▸ **Work task**: Every line below that holds "bird" must be copied.

Collected data entries
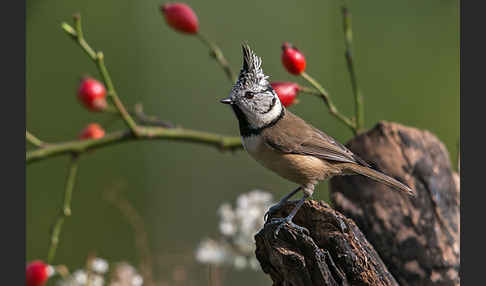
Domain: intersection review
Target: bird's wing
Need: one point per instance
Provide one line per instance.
(293, 135)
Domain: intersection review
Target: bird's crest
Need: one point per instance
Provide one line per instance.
(251, 74)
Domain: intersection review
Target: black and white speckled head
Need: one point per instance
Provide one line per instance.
(252, 97)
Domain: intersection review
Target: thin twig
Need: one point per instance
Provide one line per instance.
(327, 100)
(348, 45)
(217, 54)
(146, 133)
(141, 117)
(33, 140)
(76, 34)
(66, 208)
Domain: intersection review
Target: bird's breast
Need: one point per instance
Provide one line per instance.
(297, 168)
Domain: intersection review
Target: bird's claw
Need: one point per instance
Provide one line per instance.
(273, 209)
(282, 221)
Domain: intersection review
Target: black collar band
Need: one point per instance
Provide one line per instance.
(246, 130)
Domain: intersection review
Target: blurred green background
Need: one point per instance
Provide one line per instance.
(407, 58)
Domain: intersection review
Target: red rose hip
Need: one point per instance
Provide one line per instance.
(180, 17)
(286, 91)
(92, 131)
(92, 94)
(292, 59)
(36, 273)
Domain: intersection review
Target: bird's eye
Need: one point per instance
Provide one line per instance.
(249, 95)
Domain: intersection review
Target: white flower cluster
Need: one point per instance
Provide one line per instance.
(123, 274)
(237, 227)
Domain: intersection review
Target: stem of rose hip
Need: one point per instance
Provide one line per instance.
(66, 208)
(327, 100)
(33, 140)
(217, 54)
(77, 34)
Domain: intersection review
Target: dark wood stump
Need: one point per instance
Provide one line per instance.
(334, 253)
(417, 238)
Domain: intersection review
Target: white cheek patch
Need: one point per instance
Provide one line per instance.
(258, 120)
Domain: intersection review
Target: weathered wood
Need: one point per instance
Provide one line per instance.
(417, 238)
(334, 253)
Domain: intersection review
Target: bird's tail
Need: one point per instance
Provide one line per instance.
(378, 176)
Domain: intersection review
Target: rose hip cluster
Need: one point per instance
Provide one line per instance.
(294, 62)
(92, 95)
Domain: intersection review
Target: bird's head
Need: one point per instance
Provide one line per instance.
(252, 96)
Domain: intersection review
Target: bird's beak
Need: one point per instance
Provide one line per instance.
(227, 100)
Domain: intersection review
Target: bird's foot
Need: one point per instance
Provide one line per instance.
(274, 209)
(282, 221)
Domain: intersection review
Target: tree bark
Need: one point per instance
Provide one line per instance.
(334, 253)
(417, 238)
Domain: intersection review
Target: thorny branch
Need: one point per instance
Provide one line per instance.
(217, 54)
(98, 57)
(145, 133)
(321, 92)
(33, 140)
(65, 210)
(348, 45)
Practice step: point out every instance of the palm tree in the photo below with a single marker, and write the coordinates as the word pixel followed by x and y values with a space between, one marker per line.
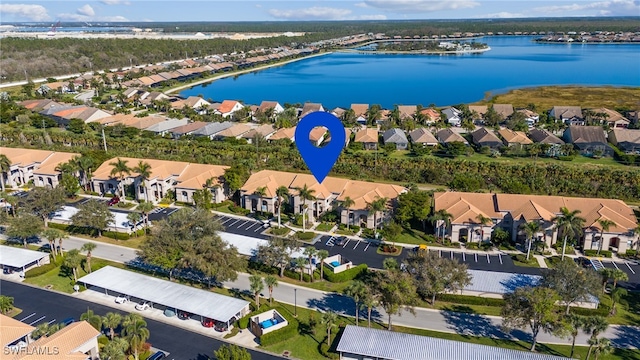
pixel 256 285
pixel 347 203
pixel 88 247
pixel 120 169
pixel 530 228
pixel 5 165
pixel 569 224
pixel 271 282
pixel 111 321
pixel 305 195
pixel 144 172
pixel 377 205
pixel 329 319
pixel 605 225
pixel 482 221
pixel 136 332
pixel 322 254
pixel 357 291
pixel 282 192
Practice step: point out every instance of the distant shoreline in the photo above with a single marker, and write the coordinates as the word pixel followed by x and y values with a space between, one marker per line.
pixel 241 72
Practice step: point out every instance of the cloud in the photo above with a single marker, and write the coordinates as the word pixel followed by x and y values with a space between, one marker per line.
pixel 312 13
pixel 86 10
pixel 414 6
pixel 29 11
pixel 604 8
pixel 115 2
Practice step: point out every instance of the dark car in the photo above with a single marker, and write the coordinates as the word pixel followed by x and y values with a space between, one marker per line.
pixel 114 200
pixel 183 315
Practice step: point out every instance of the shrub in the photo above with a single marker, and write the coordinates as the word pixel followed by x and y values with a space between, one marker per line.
pixel 346 275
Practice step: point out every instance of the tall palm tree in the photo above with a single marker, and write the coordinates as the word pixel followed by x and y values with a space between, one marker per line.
pixel 305 194
pixel 120 169
pixel 282 192
pixel 374 207
pixel 329 319
pixel 530 228
pixel 111 321
pixel 88 247
pixel 144 173
pixel 5 165
pixel 347 203
pixel 605 225
pixel 136 332
pixel 569 224
pixel 357 291
pixel 271 282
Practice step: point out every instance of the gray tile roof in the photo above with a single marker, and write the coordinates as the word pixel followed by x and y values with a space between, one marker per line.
pixel 386 344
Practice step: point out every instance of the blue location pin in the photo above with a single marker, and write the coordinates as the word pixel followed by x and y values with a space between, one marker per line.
pixel 320 160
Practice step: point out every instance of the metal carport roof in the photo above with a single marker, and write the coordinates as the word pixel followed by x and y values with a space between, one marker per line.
pixel 167 293
pixel 17 258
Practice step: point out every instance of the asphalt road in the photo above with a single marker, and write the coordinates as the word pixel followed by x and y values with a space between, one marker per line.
pixel 46 306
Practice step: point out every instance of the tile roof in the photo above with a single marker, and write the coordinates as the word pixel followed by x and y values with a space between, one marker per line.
pixel 367 135
pixel 514 137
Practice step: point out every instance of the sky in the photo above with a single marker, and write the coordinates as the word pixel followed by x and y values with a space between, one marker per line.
pixel 293 10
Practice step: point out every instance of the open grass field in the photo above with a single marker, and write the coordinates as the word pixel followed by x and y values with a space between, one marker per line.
pixel 546 97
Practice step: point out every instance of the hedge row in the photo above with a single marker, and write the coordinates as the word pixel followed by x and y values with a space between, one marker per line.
pixel 469 300
pixel 603 253
pixel 346 275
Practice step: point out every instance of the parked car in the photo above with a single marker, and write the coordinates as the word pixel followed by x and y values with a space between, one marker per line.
pixel 183 315
pixel 206 322
pixel 142 305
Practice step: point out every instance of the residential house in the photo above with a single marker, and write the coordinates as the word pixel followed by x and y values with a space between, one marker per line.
pixel 368 137
pixel 188 129
pixel 424 137
pixel 514 138
pixel 485 137
pixel 431 115
pixel 626 140
pixel 212 129
pixel 590 140
pixel 328 196
pixel 397 137
pixel 164 127
pixel 447 136
pixel 454 116
pixel 360 110
pixel 570 115
pixel 510 211
pixel 309 108
pixel 228 107
pixel 614 119
pixel 37 166
pixel 284 133
pixel 182 177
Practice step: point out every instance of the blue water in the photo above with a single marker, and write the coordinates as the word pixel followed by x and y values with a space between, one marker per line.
pixel 341 79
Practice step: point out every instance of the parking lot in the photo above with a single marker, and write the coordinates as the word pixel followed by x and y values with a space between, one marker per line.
pixel 246 227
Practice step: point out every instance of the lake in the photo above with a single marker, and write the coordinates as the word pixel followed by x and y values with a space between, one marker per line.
pixel 340 79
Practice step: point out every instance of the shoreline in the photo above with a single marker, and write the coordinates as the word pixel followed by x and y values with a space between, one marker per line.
pixel 241 72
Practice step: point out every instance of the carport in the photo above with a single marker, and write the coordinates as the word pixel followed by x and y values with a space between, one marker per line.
pixel 21 258
pixel 157 291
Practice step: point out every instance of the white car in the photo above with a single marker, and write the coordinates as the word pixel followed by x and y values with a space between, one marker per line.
pixel 142 305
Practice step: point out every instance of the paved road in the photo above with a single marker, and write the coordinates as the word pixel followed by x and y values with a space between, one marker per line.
pixel 48 306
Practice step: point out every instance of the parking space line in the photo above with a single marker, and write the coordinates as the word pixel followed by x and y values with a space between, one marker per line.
pixel 27 317
pixel 630 269
pixel 33 322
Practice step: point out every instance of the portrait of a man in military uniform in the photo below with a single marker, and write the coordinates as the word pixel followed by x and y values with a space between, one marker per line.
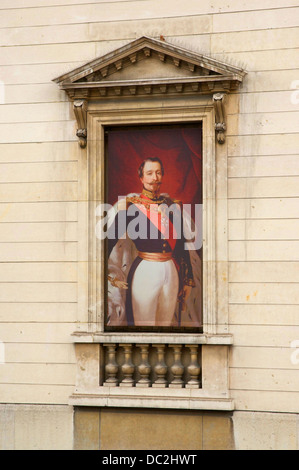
pixel 153 278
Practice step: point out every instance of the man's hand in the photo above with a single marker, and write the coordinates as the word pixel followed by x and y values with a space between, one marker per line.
pixel 117 283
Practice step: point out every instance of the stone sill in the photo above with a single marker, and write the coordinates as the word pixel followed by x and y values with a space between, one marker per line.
pixel 187 399
pixel 152 338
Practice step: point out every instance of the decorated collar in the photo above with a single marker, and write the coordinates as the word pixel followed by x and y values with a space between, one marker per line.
pixel 152 195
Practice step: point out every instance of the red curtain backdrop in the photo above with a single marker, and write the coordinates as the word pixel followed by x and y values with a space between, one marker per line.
pixel 179 148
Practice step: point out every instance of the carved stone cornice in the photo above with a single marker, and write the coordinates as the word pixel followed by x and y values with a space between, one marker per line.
pixel 172 71
pixel 80 110
pixel 220 125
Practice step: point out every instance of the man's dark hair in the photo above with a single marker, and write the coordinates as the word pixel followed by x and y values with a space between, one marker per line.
pixel 149 159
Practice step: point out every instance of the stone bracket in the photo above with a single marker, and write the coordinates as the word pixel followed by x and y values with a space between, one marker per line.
pixel 220 125
pixel 80 110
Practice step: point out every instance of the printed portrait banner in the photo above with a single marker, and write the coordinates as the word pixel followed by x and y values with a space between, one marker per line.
pixel 153 228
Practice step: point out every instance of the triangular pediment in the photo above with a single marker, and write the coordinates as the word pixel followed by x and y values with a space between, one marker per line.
pixel 146 66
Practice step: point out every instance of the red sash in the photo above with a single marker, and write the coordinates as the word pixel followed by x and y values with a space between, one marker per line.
pixel 168 232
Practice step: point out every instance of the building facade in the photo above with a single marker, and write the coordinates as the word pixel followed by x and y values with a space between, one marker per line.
pixel 71 70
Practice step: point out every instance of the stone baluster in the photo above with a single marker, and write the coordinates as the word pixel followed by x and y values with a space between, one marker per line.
pixel 193 368
pixel 160 368
pixel 144 367
pixel 111 368
pixel 128 367
pixel 177 367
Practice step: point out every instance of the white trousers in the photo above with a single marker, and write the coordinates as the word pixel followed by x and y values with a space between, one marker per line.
pixel 155 288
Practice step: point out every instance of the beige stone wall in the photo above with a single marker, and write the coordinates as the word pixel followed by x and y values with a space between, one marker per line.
pixel 40 160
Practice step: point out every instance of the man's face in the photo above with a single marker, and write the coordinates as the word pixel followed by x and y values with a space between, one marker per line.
pixel 152 176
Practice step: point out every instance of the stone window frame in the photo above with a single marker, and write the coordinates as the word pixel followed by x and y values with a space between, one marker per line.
pixel 187 100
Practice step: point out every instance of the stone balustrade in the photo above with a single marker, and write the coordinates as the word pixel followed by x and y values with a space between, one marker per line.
pixel 152 365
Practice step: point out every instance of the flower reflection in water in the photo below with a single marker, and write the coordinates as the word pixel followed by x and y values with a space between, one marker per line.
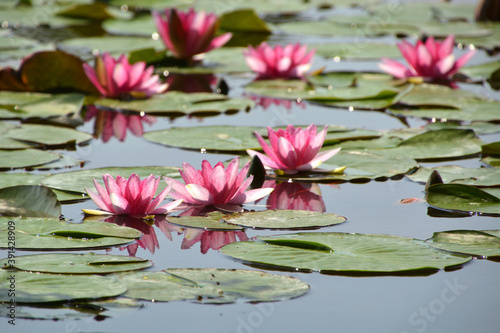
pixel 210 239
pixel 109 123
pixel 149 240
pixel 297 196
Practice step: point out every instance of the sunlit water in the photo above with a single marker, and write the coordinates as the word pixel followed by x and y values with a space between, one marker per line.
pixel 465 300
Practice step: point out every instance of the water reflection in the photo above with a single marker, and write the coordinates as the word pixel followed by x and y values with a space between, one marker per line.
pixel 297 196
pixel 210 239
pixel 191 83
pixel 109 123
pixel 149 240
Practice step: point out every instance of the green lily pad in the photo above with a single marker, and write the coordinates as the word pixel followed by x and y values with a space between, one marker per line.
pixel 481 71
pixel 481 243
pixel 460 175
pixel 29 201
pixel 344 253
pixel 459 197
pixel 51 234
pixel 211 138
pixel 284 219
pixel 41 288
pixel 76 181
pixel 434 145
pixel 114 45
pixel 472 109
pixel 68 263
pixel 25 158
pixel 214 221
pixel 178 103
pixel 212 286
pixel 356 51
pixel 33 135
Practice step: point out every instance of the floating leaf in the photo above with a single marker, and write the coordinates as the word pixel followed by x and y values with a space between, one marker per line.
pixel 483 243
pixel 176 103
pixel 461 197
pixel 67 263
pixel 25 158
pixel 29 201
pixel 349 254
pixel 212 285
pixel 284 219
pixel 76 181
pixel 41 288
pixel 40 135
pixel 460 175
pixel 52 234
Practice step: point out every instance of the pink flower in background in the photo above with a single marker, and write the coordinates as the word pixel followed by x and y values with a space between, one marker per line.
pixel 298 196
pixel 226 189
pixel 293 149
pixel 431 60
pixel 188 34
pixel 109 123
pixel 129 196
pixel 289 62
pixel 119 79
pixel 210 239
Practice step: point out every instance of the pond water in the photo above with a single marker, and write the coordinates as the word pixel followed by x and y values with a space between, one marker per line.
pixel 461 300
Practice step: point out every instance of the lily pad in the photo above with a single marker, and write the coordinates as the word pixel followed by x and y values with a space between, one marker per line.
pixel 459 197
pixel 344 253
pixel 76 181
pixel 67 263
pixel 18 136
pixel 481 243
pixel 211 138
pixel 360 166
pixel 460 175
pixel 214 221
pixel 41 288
pixel 25 158
pixel 177 103
pixel 29 201
pixel 212 286
pixel 284 219
pixel 52 234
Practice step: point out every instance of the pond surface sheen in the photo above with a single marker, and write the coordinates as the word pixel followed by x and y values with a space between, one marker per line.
pixel 464 300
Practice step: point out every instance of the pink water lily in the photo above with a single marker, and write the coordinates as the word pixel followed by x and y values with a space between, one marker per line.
pixel 431 60
pixel 289 62
pixel 129 196
pixel 120 79
pixel 225 189
pixel 189 34
pixel 293 149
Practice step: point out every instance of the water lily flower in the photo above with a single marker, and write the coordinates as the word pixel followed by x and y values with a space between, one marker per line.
pixel 119 79
pixel 293 149
pixel 129 196
pixel 225 189
pixel 431 60
pixel 189 34
pixel 289 62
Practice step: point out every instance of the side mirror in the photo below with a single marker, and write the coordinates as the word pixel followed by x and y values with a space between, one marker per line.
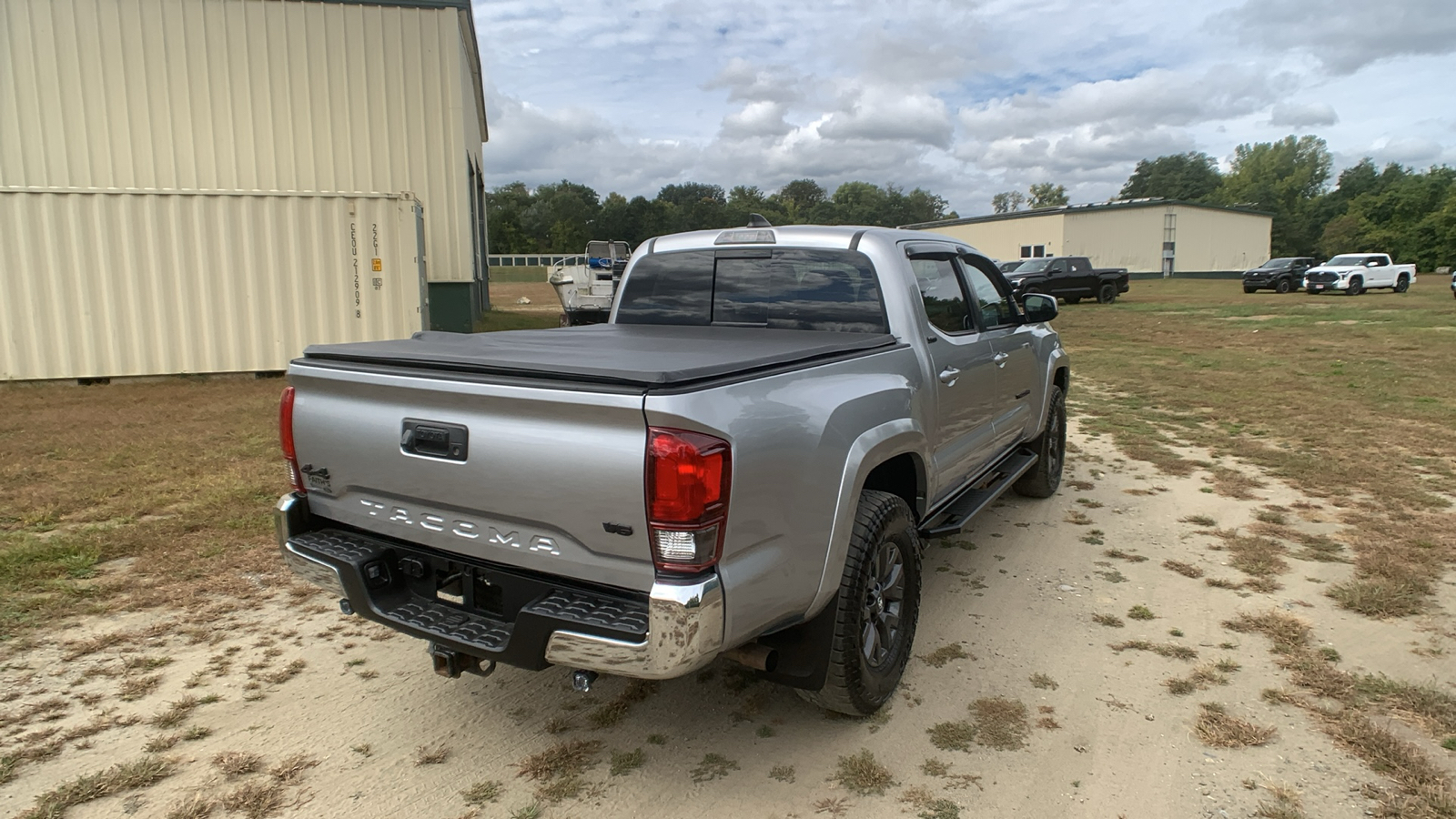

▸ **Exercise solution**:
Target: bird's wing
Target: bird's crest
Target: bird's breast
Target: bird's claw
Target: bird's eye
Target: bird's tail
Target: bird's head
Target: bird's beak
Target: bird's foot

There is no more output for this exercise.